Your copy of the data should match it exactly, except that the pictures are gone.
Recorded data: Begin
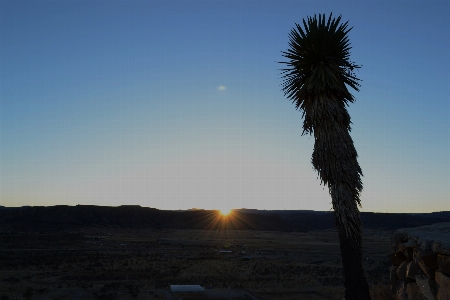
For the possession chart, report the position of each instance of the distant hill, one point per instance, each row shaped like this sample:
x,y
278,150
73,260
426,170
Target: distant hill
x,y
63,218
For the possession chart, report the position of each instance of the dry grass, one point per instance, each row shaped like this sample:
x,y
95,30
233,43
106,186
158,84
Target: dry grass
x,y
382,292
377,292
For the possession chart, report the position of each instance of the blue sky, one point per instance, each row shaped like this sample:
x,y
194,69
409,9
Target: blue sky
x,y
178,104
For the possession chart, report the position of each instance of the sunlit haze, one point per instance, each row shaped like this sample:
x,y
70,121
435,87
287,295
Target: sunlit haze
x,y
178,104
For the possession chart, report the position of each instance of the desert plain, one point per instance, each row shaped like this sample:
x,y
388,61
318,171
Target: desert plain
x,y
126,263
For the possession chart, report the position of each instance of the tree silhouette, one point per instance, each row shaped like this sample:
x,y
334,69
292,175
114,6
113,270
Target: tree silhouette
x,y
316,79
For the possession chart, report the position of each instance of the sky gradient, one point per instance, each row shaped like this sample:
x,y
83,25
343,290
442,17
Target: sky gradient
x,y
178,104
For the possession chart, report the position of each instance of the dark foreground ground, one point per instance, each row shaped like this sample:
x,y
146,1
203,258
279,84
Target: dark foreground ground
x,y
108,263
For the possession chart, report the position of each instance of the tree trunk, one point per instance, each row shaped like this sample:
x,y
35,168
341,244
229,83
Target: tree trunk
x,y
356,287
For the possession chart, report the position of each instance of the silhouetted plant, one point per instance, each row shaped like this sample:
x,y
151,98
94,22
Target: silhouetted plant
x,y
316,80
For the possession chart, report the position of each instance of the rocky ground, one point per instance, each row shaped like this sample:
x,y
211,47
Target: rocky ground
x,y
108,263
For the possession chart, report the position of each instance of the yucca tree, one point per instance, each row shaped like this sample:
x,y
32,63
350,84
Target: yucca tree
x,y
316,79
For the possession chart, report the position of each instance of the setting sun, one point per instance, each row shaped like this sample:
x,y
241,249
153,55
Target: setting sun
x,y
226,211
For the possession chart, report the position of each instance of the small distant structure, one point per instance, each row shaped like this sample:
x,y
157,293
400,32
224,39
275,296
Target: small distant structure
x,y
186,288
225,251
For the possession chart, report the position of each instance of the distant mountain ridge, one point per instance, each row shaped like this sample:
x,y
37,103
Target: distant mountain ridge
x,y
63,217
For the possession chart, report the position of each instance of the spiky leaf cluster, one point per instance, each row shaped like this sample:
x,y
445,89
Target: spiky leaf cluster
x,y
319,67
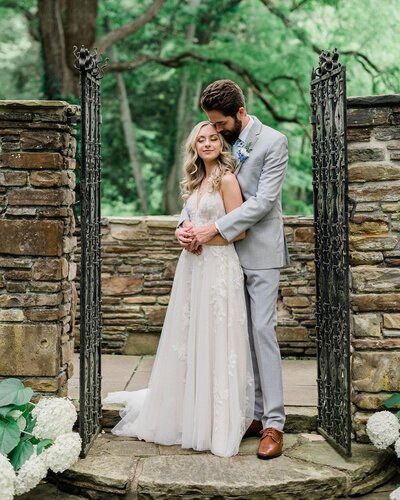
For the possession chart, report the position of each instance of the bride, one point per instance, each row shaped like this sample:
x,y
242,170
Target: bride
x,y
201,392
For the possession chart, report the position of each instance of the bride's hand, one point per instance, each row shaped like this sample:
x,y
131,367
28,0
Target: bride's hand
x,y
184,236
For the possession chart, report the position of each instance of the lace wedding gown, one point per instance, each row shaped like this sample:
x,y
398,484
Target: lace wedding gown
x,y
201,392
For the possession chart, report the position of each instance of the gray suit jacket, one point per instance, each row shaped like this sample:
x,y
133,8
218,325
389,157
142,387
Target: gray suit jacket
x,y
260,177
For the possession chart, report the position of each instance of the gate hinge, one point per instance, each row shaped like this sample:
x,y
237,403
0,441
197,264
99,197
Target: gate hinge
x,y
73,120
352,207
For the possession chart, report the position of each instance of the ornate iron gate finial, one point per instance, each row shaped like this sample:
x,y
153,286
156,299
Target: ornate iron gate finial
x,y
329,156
91,72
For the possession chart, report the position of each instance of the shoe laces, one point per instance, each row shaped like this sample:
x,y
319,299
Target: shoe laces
x,y
274,434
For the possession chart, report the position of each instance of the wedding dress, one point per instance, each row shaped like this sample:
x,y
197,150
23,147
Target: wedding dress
x,y
201,390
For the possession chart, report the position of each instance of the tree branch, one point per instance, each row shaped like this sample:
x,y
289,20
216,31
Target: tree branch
x,y
301,35
180,59
129,28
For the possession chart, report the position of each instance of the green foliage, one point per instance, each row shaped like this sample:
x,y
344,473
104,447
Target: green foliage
x,y
13,392
393,402
17,423
268,51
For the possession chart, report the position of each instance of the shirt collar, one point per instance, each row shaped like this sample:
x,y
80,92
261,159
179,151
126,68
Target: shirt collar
x,y
245,132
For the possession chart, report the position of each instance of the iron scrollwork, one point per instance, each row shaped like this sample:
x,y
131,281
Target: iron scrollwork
x,y
90,290
330,186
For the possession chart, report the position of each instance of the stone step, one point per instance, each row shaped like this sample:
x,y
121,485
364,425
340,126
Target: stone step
x,y
309,468
298,418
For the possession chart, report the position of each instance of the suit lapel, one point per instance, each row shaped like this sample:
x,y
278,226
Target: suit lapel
x,y
252,138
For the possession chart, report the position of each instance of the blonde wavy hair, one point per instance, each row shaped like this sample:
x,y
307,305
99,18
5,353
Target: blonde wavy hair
x,y
194,170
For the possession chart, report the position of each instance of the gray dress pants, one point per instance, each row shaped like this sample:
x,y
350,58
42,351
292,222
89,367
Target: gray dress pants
x,y
261,291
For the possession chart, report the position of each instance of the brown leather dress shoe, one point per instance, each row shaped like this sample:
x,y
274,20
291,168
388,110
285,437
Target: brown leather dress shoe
x,y
254,429
271,443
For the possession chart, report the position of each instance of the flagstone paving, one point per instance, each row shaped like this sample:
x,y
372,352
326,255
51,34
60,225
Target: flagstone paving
x,y
309,467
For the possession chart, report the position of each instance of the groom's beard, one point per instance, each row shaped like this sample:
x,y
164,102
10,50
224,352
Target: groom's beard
x,y
231,136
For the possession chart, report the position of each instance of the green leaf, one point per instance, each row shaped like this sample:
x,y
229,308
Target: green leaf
x,y
393,401
9,435
4,410
43,443
21,422
20,454
30,423
12,391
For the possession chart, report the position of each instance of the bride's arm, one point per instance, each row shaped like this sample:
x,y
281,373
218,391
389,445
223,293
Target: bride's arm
x,y
232,198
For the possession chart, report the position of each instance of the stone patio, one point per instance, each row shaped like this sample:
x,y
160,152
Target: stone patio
x,y
309,468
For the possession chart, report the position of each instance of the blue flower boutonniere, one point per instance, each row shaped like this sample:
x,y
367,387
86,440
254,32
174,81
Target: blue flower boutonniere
x,y
244,152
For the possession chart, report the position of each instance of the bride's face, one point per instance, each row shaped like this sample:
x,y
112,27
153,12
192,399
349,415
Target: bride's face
x,y
208,144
Recorded data: End
Task answer
For the possession chart, report the position of each instance of the distant hill, one point per instance, each row shaped like this sample:
x,y
278,150
73,260
426,170
Target: distant hill
x,y
63,218
For the possession chart, report the position of each instance of the dry grass, one point per instance, each row shaped like this sample:
x,y
95,30
233,43
106,186
158,84
Target: dry grass
x,y
382,292
377,292
For the possession chart, report the position of each instance of the blue sky, one point per instance, each row shaped like this sample:
x,y
194,69
409,9
Target: blue sky
x,y
178,104
For the possession chart, report the position of each instance of the sunlit haze, one point per instance, each row shaped like this sample:
x,y
70,121
435,87
287,295
Target: sunlit haze
x,y
178,104
For the possession chart, report the position of each instance of the desert plain, one point per instance, each row shaped like this sample:
x,y
388,61
318,171
Target: desert plain
x,y
126,263
For the possession chart, report the position of each instance of the tree silhouette, one point per instance, each row shaped like this sample:
x,y
334,69
292,175
114,6
113,270
Target: tree silhouette
x,y
316,79
For the possession chart, report the position of each instance of the sky gradient, one point per instance, each row shaped like this sample:
x,y
83,25
343,290
442,17
Target: sky gradient
x,y
178,104
For the possession chart, report the position of each instance of the dark foreground ground, one point per instance, each row shaped like this sample:
x,y
146,1
203,258
279,84
Target: dark foreground ground
x,y
108,263
For the possession chart, report the position of each instance of the tree trunk, one point per instance, each row shaped like this sample:
x,y
35,168
341,244
229,83
Target: tree trunk
x,y
356,287
For the possession chart, report the position of each instance of the silhouetted plant, one point per instance, each row shaped like this sample:
x,y
151,98
94,22
Target: silhouetted plant
x,y
316,80
For the possession chart, report the position of each instance of the rocky ground, one point per instance, each row shaped like this sample:
x,y
211,47
Target: rocky ground
x,y
108,263
For the possession chart, report the position of each instance of the yucca tree, one point per instance, each row shaped like this sample:
x,y
32,63
350,84
Target: yucca tree
x,y
316,79
For the possession chart, report the position of each instance of the setting sun, one point per instance, each row shaped like this sample:
x,y
241,249
153,55
Target: setting sun
x,y
226,211
For the possession chart, report the position of each instance of the small distant structure, one point per instance, each row shaped like this sample:
x,y
157,293
400,32
224,39
275,296
Target: small distant structure
x,y
186,288
225,251
For the possession chart, report the position of each instance of the distant mountain ridge, one point per instance, each row shaped like this sample:
x,y
37,103
Target: distant mountain ridge
x,y
63,217
For the possession chart, report the position of each instance of the spiky leaf cluster, one point per instance, each row shaped like this sample:
x,y
445,89
Target: spiky leaf cluster
x,y
319,67
For the possession chart, report the position of each instance of the bride, one point per instance, each row shaped like this sample:
x,y
242,170
Target: bride
x,y
201,392
For the possession chart, report the position of each instance of the bride's hand, one point per instance, each row shaped like this sample:
x,y
131,367
28,0
Target: bride's hand
x,y
184,236
For the possession chart, report the position of each instance of the lace wedding gown, one point per instance, each row shaped like this sample:
x,y
398,484
Target: lace wedding gown
x,y
201,392
For the possession chart, report the position of each instance of the gray suit jacket, one point per instance, each row shaped like this sample:
x,y
133,8
218,325
389,157
142,387
Target: gray suit jacket
x,y
260,177
For the possession chart, report the position of each instance of the gate hinge, one point per instance, each row shaped like this sample:
x,y
237,403
0,441
197,264
99,197
Target: gate hinge
x,y
73,120
352,207
For the possession chart, report the position of each instance of the ornate iron gate finial, one point per instance, each row shaped like this sample:
x,y
153,286
156,299
Target: ornate iron gate finial
x,y
329,156
91,72
For the possession chart, report the position of each instance of the shoe laces, one point per instance, each row shaped like this sample:
x,y
319,299
Target: shoe laces
x,y
274,434
For the possession chart, report the position of each instance of the wedding dress, one point per instance, each row shaped like this sample:
x,y
197,150
23,147
Target: wedding dress
x,y
201,390
For the possession chart, report the position of each instance of the tree branch, one point per instance, each row shaped like this sample:
x,y
289,20
216,31
Target: tree branch
x,y
301,35
180,59
129,28
For the possession chart, report the position of each instance of the green foliage, one point per instance, each row shaped like this sample:
x,y
344,473
104,447
Target: green foliage
x,y
13,392
393,402
17,423
268,51
For the possession chart, report the position of each instance of the shirt collar, one point per instance, each row shaped like this sample:
x,y
80,92
261,159
179,151
126,68
Target: shirt collar
x,y
245,132
For the possession chart, report the position of each instance of the iron scrollwork, one point per instance, each row shaped like this sample:
x,y
131,281
Target: iron scrollwork
x,y
90,290
330,186
For the possession chart, report the position of each instance of the stone step, one point per instance, each row shaped like this sample:
x,y
121,485
364,425
340,126
Target: stone step
x,y
309,468
298,418
For the possession chart, report the position of each instance of the suit lapel, one point per instance, each row shaped like this sample:
x,y
278,226
Target: suit lapel
x,y
252,138
For the possession chart, report the position of each instance of the blonde wavy hair, one point per instance, each row shaped like this sample:
x,y
307,305
99,18
5,353
Target: blonde wavy hair
x,y
194,170
For the possession chart, report the position of each instance of the gray dress pants, one point per instance, each row shaped like this sample:
x,y
350,58
42,351
292,222
89,367
Target: gray dress pants
x,y
261,291
For the possession chart, report the position of each instance of the brown leather dress shoe, one point per instance, each row shaped like this sample:
x,y
274,20
291,168
388,110
285,437
Target: brown leather dress shoe
x,y
254,429
271,443
For the possession chart, report the position of each instance of the flagstone paving, one point per instance, each row shaped like this sample:
x,y
372,352
326,255
51,34
60,225
Target: flagstone paving
x,y
309,467
For the possession chart, report the position of each instance of the groom's beard, one point per instance, each row shaped like this sample:
x,y
164,102
10,50
224,352
Target: groom's beard
x,y
231,136
For the possession chart, report the position of each instance of the green leaf, one point per instance, each row shaped like this sample:
x,y
229,308
Target: green leaf
x,y
393,401
9,435
4,410
43,443
21,422
20,454
30,423
12,391
For the possession chart, report the position of each instance of the bride's arm, one point per instance, each row shaped like this sample:
x,y
281,373
218,391
389,445
223,293
Target: bride's arm
x,y
232,198
For the possession chart, report the position of each instance of the stone patio, one point per instance, each row shaped like this sample:
x,y
160,152
Target: stone patio
x,y
309,468
For the possession chart, report the position of each instance of the blue flower boutonniere, one point per instance, each row shaped like this sample:
x,y
367,387
86,440
254,32
174,81
Target: blue flower boutonniere
x,y
244,152
For the possession chart, report the position of each instance of the bride's face, one point per instance, each row shaped like this sample:
x,y
112,27
153,12
192,399
349,415
Target: bride's face
x,y
208,144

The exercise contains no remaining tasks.